• **Input material**:
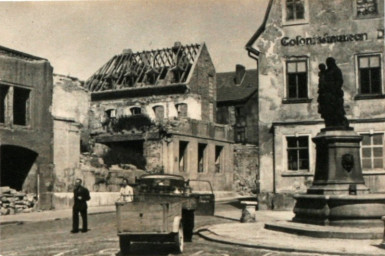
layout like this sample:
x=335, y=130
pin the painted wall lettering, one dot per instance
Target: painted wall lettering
x=325, y=39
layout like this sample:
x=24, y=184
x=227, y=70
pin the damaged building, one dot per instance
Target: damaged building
x=26, y=125
x=156, y=110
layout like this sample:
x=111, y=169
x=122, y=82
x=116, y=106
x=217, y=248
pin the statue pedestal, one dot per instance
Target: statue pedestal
x=338, y=195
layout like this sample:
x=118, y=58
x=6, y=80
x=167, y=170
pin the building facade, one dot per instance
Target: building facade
x=26, y=125
x=156, y=110
x=295, y=38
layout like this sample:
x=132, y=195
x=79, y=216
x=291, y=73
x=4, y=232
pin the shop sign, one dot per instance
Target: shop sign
x=325, y=39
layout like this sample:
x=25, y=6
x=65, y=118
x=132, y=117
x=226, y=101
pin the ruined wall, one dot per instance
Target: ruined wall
x=203, y=82
x=34, y=75
x=327, y=20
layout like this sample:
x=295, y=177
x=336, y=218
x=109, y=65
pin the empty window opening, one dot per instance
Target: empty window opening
x=370, y=74
x=298, y=153
x=20, y=106
x=182, y=109
x=296, y=79
x=136, y=111
x=218, y=158
x=295, y=10
x=159, y=112
x=202, y=157
x=372, y=151
x=183, y=152
x=3, y=102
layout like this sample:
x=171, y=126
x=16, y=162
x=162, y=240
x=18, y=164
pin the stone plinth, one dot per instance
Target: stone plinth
x=338, y=165
x=340, y=210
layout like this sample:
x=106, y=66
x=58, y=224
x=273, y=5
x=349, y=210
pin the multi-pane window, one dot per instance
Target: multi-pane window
x=372, y=151
x=296, y=73
x=136, y=111
x=369, y=74
x=202, y=157
x=183, y=146
x=20, y=106
x=297, y=153
x=3, y=102
x=366, y=7
x=295, y=10
x=218, y=158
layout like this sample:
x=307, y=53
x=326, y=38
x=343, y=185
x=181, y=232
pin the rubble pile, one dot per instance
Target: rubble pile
x=12, y=201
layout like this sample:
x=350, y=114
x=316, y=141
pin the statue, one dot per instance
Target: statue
x=331, y=96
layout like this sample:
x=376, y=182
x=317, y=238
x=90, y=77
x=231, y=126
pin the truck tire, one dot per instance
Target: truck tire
x=179, y=240
x=124, y=243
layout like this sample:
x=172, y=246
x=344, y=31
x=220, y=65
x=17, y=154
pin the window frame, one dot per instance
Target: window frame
x=286, y=73
x=285, y=159
x=368, y=170
x=286, y=22
x=358, y=76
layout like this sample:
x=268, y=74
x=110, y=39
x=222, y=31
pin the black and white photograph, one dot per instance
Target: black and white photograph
x=192, y=127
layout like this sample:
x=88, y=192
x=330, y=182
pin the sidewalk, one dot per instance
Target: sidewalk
x=256, y=236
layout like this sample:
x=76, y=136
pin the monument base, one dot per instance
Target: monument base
x=340, y=210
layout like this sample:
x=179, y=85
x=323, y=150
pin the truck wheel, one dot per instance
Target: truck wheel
x=124, y=243
x=179, y=239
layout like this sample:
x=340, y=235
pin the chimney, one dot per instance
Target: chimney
x=239, y=73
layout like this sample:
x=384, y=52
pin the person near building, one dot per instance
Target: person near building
x=126, y=192
x=81, y=196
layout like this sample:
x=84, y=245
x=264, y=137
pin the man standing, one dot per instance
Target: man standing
x=81, y=196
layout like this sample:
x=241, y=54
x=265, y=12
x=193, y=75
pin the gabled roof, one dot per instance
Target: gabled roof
x=228, y=90
x=13, y=53
x=249, y=45
x=152, y=68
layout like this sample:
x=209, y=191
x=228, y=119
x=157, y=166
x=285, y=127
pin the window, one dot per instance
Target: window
x=3, y=102
x=159, y=112
x=369, y=74
x=183, y=149
x=201, y=157
x=366, y=8
x=296, y=79
x=295, y=12
x=182, y=109
x=20, y=106
x=136, y=111
x=372, y=151
x=218, y=158
x=297, y=153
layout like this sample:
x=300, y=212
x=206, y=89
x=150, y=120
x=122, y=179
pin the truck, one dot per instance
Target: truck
x=163, y=210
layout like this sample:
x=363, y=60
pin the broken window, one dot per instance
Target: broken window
x=370, y=74
x=183, y=146
x=366, y=8
x=372, y=151
x=298, y=153
x=3, y=102
x=218, y=158
x=159, y=112
x=136, y=111
x=295, y=10
x=202, y=157
x=296, y=73
x=182, y=109
x=20, y=106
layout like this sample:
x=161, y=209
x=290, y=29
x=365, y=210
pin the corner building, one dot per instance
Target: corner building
x=294, y=38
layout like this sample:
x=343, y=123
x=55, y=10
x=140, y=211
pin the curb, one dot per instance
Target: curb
x=207, y=234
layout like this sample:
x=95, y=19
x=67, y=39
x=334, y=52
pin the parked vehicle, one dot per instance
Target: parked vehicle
x=163, y=210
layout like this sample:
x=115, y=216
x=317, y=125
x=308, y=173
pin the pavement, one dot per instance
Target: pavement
x=252, y=235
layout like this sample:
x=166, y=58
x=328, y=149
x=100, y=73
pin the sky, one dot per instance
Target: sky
x=78, y=37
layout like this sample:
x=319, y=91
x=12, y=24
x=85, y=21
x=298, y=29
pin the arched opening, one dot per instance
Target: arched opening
x=16, y=162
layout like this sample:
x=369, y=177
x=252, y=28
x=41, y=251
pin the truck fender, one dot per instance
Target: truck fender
x=176, y=223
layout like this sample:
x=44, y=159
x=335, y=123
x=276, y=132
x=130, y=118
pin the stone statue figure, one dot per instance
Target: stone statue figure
x=331, y=96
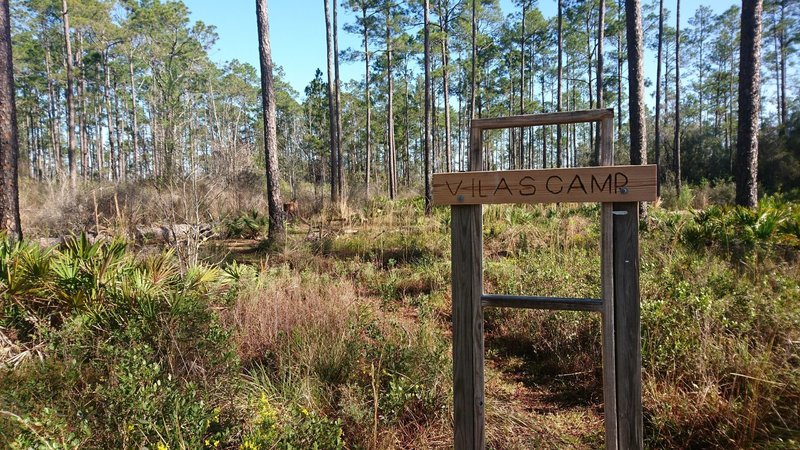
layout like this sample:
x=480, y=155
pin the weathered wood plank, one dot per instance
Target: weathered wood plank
x=584, y=184
x=607, y=280
x=467, y=288
x=627, y=325
x=537, y=302
x=593, y=115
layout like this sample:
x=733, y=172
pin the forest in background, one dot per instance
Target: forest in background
x=148, y=103
x=146, y=309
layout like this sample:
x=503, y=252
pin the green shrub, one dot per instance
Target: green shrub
x=132, y=351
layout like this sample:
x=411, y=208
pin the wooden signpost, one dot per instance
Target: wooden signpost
x=619, y=189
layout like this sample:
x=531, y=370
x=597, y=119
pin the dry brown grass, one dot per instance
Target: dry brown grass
x=279, y=303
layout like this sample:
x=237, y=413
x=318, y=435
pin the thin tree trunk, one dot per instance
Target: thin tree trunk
x=134, y=120
x=784, y=54
x=428, y=118
x=338, y=86
x=335, y=197
x=749, y=99
x=367, y=94
x=109, y=122
x=636, y=105
x=522, y=83
x=82, y=126
x=474, y=47
x=620, y=59
x=9, y=140
x=276, y=218
x=392, y=154
x=658, y=95
x=122, y=160
x=559, y=159
x=601, y=24
x=676, y=145
x=73, y=172
x=55, y=126
x=446, y=94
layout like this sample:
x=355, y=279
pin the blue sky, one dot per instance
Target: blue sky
x=297, y=32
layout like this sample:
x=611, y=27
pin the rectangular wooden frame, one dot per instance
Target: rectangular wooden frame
x=619, y=306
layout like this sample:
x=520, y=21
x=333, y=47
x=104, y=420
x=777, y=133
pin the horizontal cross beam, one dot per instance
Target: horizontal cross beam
x=535, y=302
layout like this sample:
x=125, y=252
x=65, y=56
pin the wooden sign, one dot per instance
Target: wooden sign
x=584, y=184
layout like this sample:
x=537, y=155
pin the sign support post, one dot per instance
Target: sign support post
x=618, y=189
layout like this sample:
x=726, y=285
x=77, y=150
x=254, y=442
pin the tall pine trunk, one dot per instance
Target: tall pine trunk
x=638, y=137
x=368, y=157
x=601, y=24
x=73, y=171
x=392, y=163
x=428, y=137
x=9, y=140
x=448, y=151
x=749, y=98
x=335, y=197
x=338, y=87
x=559, y=159
x=276, y=218
x=109, y=122
x=658, y=95
x=676, y=145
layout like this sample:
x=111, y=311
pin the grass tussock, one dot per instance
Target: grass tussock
x=340, y=338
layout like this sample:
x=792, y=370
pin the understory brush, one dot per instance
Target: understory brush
x=327, y=366
x=112, y=351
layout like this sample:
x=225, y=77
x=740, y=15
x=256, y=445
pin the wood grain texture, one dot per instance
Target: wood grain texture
x=467, y=267
x=530, y=120
x=584, y=184
x=627, y=325
x=607, y=280
x=538, y=302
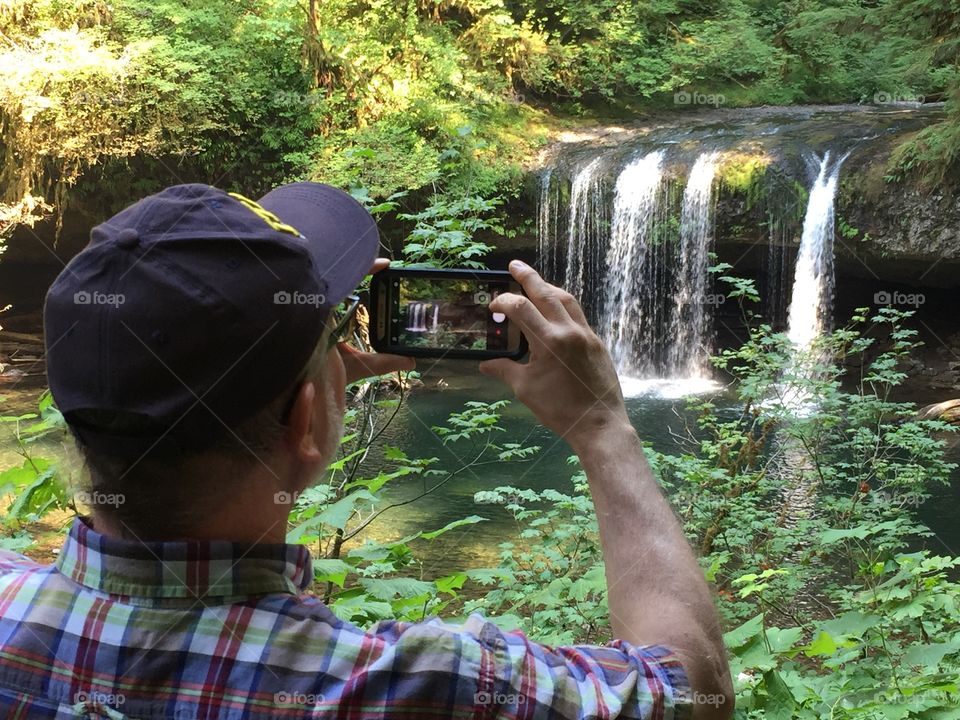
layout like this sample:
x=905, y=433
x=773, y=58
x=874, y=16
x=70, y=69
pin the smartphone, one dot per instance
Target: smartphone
x=443, y=313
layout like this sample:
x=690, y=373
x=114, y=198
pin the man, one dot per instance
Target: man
x=194, y=349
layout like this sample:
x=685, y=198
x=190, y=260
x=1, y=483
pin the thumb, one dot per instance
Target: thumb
x=503, y=369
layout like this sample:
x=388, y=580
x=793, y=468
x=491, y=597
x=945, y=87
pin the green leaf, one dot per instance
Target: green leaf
x=450, y=583
x=823, y=644
x=389, y=588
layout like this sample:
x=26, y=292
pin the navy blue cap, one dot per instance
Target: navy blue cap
x=193, y=309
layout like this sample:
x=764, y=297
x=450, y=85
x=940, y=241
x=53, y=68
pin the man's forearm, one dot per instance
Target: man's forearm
x=656, y=590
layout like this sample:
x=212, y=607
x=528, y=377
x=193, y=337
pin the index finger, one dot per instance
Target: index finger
x=544, y=295
x=379, y=264
x=520, y=310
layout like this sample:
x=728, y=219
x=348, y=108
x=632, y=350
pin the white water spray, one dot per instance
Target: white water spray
x=811, y=304
x=692, y=305
x=634, y=204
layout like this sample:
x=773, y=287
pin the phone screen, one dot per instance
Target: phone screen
x=448, y=314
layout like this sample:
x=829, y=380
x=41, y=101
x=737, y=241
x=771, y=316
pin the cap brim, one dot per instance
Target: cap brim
x=342, y=235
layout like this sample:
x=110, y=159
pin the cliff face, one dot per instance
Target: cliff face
x=906, y=234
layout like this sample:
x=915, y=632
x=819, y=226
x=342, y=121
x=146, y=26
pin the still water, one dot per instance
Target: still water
x=657, y=411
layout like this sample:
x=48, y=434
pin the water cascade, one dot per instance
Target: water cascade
x=811, y=303
x=692, y=305
x=584, y=197
x=631, y=300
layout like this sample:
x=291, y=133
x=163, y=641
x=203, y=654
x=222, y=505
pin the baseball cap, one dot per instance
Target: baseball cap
x=192, y=309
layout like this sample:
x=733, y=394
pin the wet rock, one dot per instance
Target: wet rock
x=948, y=411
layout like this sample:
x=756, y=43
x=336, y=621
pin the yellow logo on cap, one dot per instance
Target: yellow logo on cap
x=268, y=217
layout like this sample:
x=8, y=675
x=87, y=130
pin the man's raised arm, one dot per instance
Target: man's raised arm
x=656, y=590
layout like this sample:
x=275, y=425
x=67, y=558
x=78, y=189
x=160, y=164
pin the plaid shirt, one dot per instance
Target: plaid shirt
x=120, y=629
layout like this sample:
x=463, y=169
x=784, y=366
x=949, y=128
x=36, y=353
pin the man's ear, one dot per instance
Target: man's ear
x=301, y=435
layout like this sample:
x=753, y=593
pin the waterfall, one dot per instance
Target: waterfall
x=584, y=198
x=692, y=306
x=547, y=226
x=811, y=303
x=630, y=302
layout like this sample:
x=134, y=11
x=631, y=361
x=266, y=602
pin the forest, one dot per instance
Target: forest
x=824, y=534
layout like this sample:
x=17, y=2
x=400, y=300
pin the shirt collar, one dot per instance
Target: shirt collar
x=196, y=570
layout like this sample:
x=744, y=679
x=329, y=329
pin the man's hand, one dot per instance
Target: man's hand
x=569, y=382
x=359, y=365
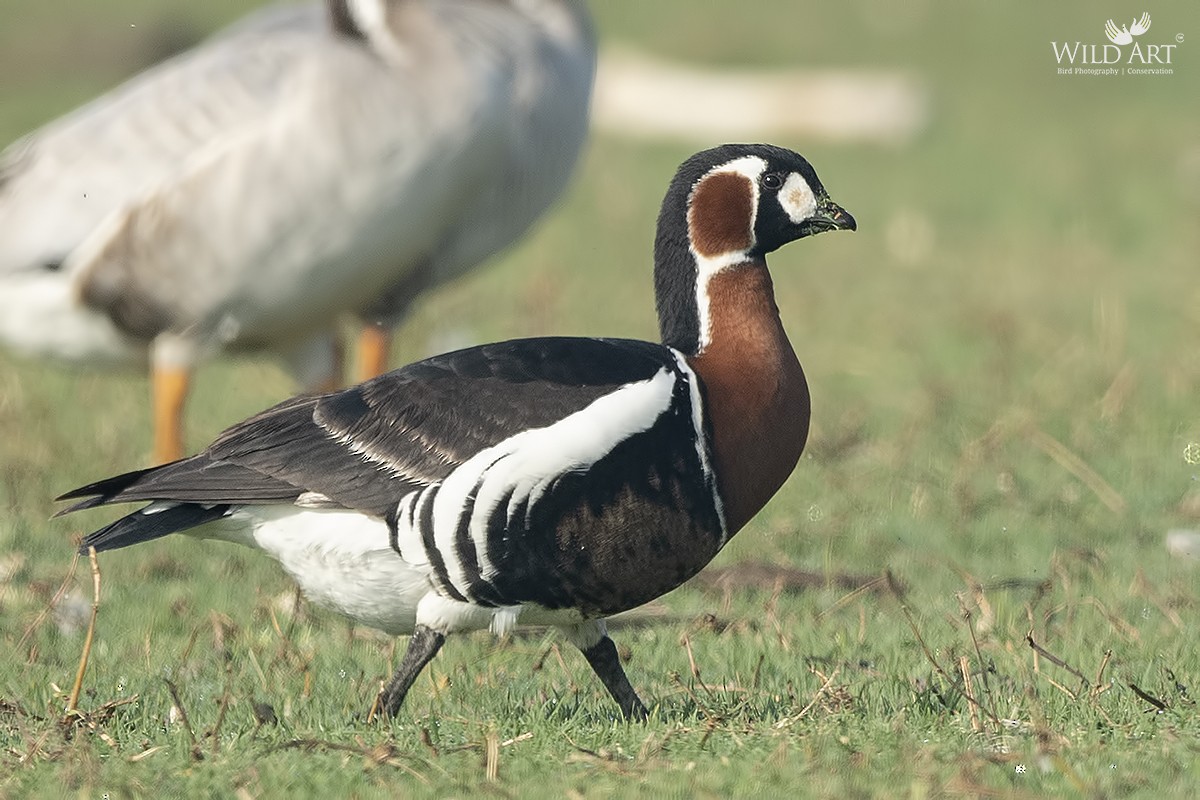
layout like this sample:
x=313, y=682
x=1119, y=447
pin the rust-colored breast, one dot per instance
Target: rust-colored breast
x=756, y=396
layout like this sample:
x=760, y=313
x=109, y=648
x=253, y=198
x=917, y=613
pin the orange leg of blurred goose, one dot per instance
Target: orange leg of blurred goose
x=375, y=348
x=169, y=394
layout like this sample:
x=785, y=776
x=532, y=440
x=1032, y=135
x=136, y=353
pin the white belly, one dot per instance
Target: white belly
x=341, y=559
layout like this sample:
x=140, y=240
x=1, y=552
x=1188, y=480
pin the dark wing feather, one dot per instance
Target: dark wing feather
x=367, y=446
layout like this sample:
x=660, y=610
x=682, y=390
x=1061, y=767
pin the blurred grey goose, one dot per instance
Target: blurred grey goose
x=304, y=163
x=546, y=480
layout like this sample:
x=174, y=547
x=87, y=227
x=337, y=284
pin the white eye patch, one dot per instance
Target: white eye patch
x=797, y=198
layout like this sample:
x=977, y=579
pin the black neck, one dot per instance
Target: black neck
x=341, y=20
x=676, y=274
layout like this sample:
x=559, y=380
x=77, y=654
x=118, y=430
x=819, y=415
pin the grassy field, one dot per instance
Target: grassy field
x=1006, y=383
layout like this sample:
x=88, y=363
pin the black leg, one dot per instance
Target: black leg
x=604, y=660
x=421, y=648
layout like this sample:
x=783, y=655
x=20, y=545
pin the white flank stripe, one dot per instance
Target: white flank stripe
x=525, y=464
x=371, y=17
x=408, y=536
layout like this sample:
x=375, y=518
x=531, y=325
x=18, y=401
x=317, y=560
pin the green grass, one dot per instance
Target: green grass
x=1006, y=378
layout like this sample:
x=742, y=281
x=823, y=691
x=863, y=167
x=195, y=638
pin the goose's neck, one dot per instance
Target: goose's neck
x=756, y=397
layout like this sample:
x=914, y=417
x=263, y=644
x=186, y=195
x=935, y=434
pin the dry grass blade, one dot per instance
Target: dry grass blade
x=197, y=753
x=937, y=667
x=54, y=601
x=1079, y=468
x=73, y=699
x=1053, y=659
x=492, y=757
x=969, y=692
x=825, y=687
x=1150, y=698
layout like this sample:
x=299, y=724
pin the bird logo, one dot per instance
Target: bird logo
x=1125, y=34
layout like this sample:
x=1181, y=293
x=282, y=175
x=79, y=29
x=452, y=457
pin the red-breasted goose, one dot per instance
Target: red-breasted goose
x=305, y=163
x=545, y=480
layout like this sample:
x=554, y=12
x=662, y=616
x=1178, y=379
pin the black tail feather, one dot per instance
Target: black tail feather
x=102, y=489
x=145, y=525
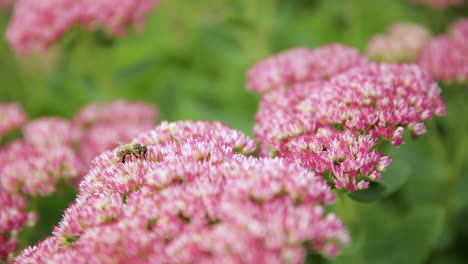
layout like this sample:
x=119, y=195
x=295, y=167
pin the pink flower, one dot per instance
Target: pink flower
x=105, y=126
x=401, y=42
x=36, y=25
x=335, y=128
x=194, y=199
x=301, y=65
x=445, y=56
x=11, y=117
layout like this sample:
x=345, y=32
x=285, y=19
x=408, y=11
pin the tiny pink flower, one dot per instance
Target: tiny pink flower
x=445, y=57
x=11, y=116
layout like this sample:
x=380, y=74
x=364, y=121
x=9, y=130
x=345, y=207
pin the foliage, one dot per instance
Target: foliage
x=191, y=60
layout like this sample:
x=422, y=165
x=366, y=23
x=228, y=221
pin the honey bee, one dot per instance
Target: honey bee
x=137, y=150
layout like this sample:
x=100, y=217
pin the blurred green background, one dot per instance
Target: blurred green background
x=191, y=60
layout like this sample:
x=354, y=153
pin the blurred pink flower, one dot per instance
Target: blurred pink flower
x=12, y=218
x=301, y=65
x=11, y=116
x=49, y=132
x=445, y=56
x=335, y=128
x=194, y=199
x=104, y=126
x=6, y=3
x=36, y=25
x=401, y=42
x=441, y=4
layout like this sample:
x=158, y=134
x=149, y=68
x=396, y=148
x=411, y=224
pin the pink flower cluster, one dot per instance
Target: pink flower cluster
x=401, y=42
x=445, y=56
x=441, y=4
x=301, y=65
x=36, y=25
x=5, y=3
x=30, y=167
x=12, y=219
x=55, y=150
x=194, y=198
x=11, y=117
x=119, y=121
x=334, y=127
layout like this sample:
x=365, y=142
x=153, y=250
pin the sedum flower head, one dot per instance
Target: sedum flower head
x=36, y=25
x=445, y=56
x=12, y=218
x=11, y=117
x=401, y=42
x=335, y=128
x=194, y=199
x=119, y=121
x=301, y=65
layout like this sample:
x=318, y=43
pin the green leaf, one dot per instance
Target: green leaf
x=411, y=241
x=392, y=180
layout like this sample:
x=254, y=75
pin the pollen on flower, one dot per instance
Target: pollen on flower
x=333, y=127
x=401, y=42
x=195, y=199
x=11, y=116
x=36, y=25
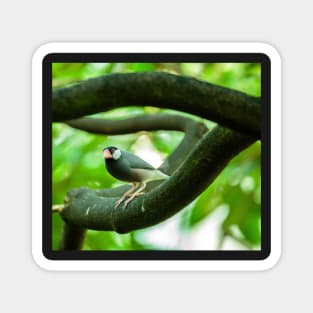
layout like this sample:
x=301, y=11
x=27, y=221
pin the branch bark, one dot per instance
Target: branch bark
x=92, y=209
x=193, y=130
x=227, y=107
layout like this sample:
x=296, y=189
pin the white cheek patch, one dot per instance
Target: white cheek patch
x=116, y=154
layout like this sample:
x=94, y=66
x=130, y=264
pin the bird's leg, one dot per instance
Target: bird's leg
x=135, y=194
x=126, y=194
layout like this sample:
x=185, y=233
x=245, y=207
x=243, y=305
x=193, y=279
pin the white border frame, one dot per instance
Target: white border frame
x=168, y=265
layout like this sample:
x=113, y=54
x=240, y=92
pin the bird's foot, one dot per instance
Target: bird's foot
x=117, y=203
x=131, y=198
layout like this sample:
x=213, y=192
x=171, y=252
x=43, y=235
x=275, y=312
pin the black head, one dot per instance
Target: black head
x=112, y=153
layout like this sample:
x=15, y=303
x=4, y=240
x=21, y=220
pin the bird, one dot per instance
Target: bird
x=128, y=167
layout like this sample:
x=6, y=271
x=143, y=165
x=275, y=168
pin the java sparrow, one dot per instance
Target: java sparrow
x=128, y=167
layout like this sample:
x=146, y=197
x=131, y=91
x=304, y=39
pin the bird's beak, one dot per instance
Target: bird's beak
x=107, y=154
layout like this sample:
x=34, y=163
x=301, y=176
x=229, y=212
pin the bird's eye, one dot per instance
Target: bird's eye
x=116, y=154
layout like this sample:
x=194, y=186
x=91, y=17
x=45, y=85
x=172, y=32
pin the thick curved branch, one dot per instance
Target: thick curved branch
x=228, y=107
x=92, y=209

• **The task**:
Which lines in the entries above contain the word "frame"? List every one of them in full.

• **Right answer**:
pin the window frame, one dot per instance
Target: window frame
pin the rectangular wooden frame, one dot per instance
Target: rectangular wooden frame
pin the white border frame, one dot per instance
Target: white border frame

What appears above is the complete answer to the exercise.